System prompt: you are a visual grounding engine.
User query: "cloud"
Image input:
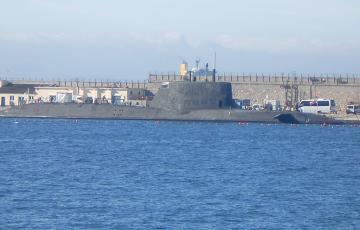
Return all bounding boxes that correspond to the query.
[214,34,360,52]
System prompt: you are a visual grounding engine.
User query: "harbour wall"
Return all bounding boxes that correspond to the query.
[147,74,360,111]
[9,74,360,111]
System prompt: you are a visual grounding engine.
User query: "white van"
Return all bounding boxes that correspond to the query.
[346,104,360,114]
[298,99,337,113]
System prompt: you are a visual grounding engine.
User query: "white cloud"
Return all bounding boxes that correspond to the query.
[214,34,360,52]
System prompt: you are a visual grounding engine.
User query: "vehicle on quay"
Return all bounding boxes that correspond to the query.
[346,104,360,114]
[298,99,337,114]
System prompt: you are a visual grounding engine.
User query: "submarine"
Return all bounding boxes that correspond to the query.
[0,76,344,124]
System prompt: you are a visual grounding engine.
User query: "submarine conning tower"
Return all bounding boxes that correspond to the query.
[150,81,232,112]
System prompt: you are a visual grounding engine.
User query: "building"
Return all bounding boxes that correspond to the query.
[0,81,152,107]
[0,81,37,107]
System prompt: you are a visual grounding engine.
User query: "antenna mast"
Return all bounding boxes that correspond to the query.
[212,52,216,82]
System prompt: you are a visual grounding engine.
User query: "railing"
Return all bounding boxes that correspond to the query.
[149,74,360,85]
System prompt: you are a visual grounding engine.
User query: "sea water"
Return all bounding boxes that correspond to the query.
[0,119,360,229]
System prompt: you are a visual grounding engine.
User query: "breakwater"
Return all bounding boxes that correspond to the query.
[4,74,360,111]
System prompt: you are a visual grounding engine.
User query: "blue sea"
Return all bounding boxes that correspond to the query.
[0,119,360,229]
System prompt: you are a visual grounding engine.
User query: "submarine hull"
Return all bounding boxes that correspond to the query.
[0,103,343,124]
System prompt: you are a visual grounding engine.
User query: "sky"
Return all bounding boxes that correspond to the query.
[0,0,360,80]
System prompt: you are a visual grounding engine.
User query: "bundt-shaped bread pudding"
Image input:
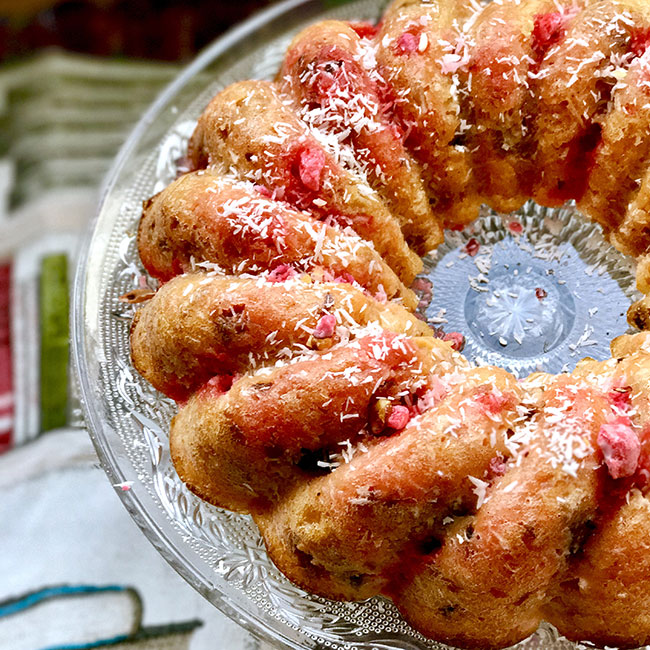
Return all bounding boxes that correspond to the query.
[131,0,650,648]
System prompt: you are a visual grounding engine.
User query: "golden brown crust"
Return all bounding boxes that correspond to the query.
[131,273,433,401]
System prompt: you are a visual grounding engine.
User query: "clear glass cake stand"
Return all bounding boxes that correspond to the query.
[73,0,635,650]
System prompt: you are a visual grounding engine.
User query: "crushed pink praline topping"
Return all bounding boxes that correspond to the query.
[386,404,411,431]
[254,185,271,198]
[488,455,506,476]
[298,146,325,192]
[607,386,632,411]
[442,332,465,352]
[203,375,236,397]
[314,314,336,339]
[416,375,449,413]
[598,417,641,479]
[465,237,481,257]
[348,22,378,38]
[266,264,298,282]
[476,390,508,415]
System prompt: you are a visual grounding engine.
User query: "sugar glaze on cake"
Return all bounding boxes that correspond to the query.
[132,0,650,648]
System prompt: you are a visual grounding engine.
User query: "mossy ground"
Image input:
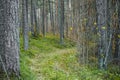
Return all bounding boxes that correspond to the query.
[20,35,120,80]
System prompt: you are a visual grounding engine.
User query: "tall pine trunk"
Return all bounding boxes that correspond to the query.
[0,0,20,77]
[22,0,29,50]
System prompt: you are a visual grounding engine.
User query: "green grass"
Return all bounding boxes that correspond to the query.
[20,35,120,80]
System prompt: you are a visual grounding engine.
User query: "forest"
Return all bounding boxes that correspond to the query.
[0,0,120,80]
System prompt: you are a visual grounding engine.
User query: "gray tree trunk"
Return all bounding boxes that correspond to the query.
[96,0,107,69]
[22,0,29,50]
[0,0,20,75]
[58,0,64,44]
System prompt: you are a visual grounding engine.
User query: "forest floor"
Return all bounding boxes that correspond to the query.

========

■ **INSTRUCTIONS TO FOLLOW**
Reproduce every item above word for word, leaving out the pictures.

■ **FINAL RESULT**
System prompt: you are a visual grounding engine.
User query: "cloud"
Image input:
Return all bounding boxes that correspond to the query.
[214,34,360,52]
System prompt: you are a visual grounding engine.
User query: "harbour wall"
Return all bounding boxes that correspond to the query.
[147,74,360,111]
[9,74,360,111]
System prompt: you are a visual grounding engine.
User query: "white van"
Return all bounding boxes that correspond to the query.
[346,104,360,114]
[298,99,337,113]
System prompt: you are a visual grounding engine.
User query: "white cloud"
Return all bounding boxes that correspond to the query.
[214,34,360,52]
System prompt: you are a visual grounding engine.
User query: "vehicle on quay"
Return all bounding boxes that correspond to the query.
[346,104,360,114]
[298,99,337,114]
System prompt: you are a visual grounding engine.
User query: "submarine"
Return all bounding boxes that correspond to the query.
[0,76,344,124]
System prompt: you are a visual grounding engine.
User query: "submarine conning tower"
Return all bounding boxes that correspond to the query.
[150,81,232,112]
System prompt: you are a visual grounding engine.
User query: "building"
Return all bounding boxes that correspond to the query.
[0,81,152,107]
[0,81,37,107]
System prompt: you are a visual grounding engine.
User query: "antenna mast"
Return all bounding boxes that correspond to the query.
[212,52,216,82]
System prompt: you are a visual grounding engine.
User query: "railing"
Return all bounding boxes that correspond to the query.
[149,74,360,85]
System prompt: you are a visual grounding engine.
User query: "sea water"
Return all bounding boxes that correspond to the query.
[0,119,360,229]
System prompt: you are a visual grounding engine.
User query: "breakwater"
Return all bounding boxes that correspond to the query.
[4,74,360,111]
System prompt: you are a visual grounding engine.
User query: "blue sea"
Return all bounding boxes that correspond to the query.
[0,119,360,229]
System prompt: you are a visual grounding engine.
User query: "submarine hull"
Return all bounding boxes that correspond to the query.
[0,103,343,124]
System prompt: you are a visual grounding engine.
User query: "sky"
Return all bounding boxes that correspond to the query.
[0,0,360,80]
System prompt: you are a visual grounding engine.
User query: "bundt-shaped bread pudding"
Image input:
Return all bounding boxes that correspond to the query.
[131,0,650,648]
System prompt: you are a visual grounding engine.
User query: "golden brown crust"
Return all bounding boxes that correspond to the query.
[131,273,433,401]
System prompt: you are a visual grounding engine.
User query: "clear glass cake stand"
Return all bounding boxes that correspond to the query.
[73,0,635,650]
System prompt: you are a visual grounding engine.
User query: "crushed pink praline topping"
Return all bounding boxes that correspond to the query.
[386,404,411,431]
[254,185,271,198]
[488,455,506,476]
[298,146,325,192]
[607,386,632,411]
[442,332,465,352]
[203,375,236,397]
[314,314,336,339]
[416,375,449,413]
[598,417,641,479]
[465,237,481,257]
[348,22,378,38]
[266,264,298,282]
[476,390,508,415]
System prompt: you are a visual grounding engine.
User query: "sugar glaze on cake"
Return all bounding boxes that correspond to the query.
[132,0,650,648]
System prompt: you are a visual grounding engine.
User query: "mossy ground"
Image input:
Return all bounding boxes that correspond to the query.
[20,35,120,80]
System prompt: you are a visual grounding engine.
User query: "tall pine trunk"
Return all bounding boxes that correspond to the query.
[0,0,20,77]
[22,0,29,50]
System prompt: you are a visual grounding engine.
User query: "green grass"
Return all bounding boxes that correspond to the query.
[20,35,120,80]
System prompt: you are a visual grounding engine.
User query: "forest"
Return all bounding boxes that correspond to the query.
[0,0,120,80]
System prompt: you are a visual grounding engine.
User query: "gray tree trunk"
Return all bounding boxes that correspond to the query.
[96,0,107,69]
[22,0,29,50]
[0,0,20,75]
[58,0,64,44]
System prompt: you are a visual grounding engine.
User query: "forest floor"
Return all bounding boxes that correspond to the query.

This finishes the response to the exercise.